=== Records shown ===
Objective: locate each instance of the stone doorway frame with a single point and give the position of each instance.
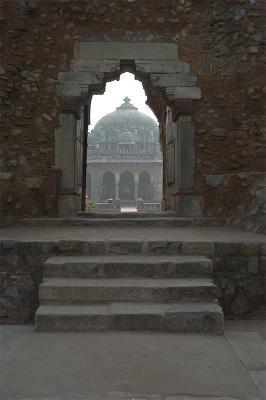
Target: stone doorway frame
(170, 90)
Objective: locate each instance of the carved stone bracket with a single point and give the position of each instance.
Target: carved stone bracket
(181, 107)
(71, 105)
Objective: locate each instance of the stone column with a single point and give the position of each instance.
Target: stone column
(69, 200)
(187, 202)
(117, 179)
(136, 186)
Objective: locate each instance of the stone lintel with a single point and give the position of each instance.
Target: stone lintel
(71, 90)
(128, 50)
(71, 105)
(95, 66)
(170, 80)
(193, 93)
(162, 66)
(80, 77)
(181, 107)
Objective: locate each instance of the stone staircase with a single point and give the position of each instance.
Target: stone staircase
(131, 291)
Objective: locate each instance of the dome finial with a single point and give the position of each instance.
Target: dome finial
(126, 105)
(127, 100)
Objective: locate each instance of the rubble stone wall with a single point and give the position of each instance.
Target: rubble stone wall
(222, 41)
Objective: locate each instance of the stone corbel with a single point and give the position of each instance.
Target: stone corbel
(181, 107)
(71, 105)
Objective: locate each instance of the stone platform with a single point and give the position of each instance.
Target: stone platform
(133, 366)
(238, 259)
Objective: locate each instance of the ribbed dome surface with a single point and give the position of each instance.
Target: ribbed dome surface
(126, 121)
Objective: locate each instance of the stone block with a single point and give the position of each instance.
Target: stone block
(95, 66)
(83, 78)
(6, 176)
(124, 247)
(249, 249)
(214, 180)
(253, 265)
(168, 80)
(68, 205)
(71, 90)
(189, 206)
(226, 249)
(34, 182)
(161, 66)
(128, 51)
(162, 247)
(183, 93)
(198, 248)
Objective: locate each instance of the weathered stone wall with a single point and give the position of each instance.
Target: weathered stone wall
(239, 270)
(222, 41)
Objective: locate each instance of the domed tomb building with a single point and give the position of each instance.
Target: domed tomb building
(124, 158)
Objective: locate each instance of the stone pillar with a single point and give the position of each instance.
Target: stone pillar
===
=== Records shown ===
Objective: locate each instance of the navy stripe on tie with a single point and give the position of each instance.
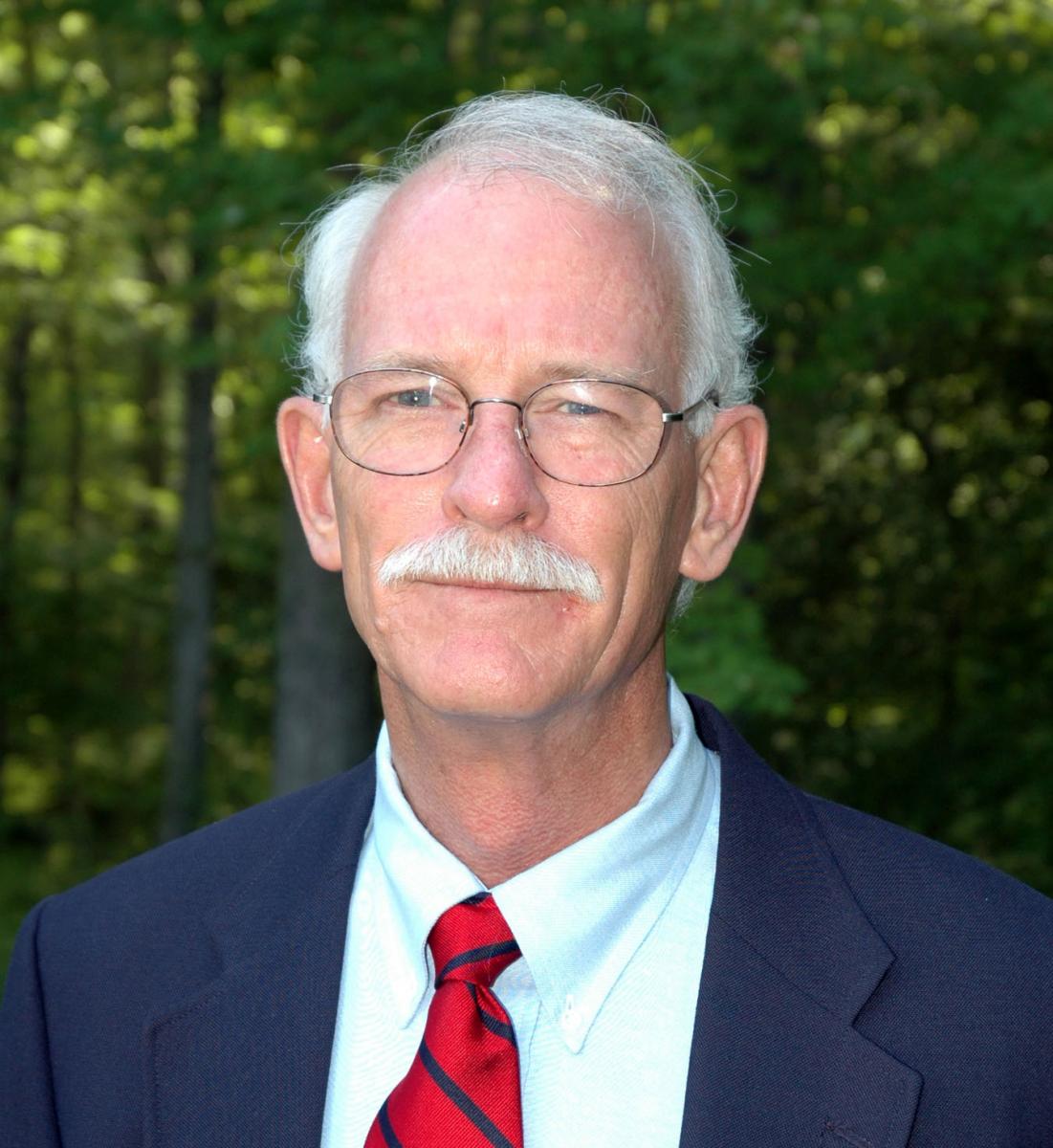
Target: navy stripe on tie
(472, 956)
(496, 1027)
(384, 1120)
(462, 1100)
===
Short task:
Transcribe the stretch from the line containing "Objective: locate each instance of the navy" through the line containing "(462, 1100)", both included. Omit the picture from your copy.

Finished task:
Objective: locate each instance of the navy stripe on tie with a single point and give the position of each instance.
Target: navy stripe on tie
(472, 956)
(496, 1027)
(384, 1120)
(462, 1100)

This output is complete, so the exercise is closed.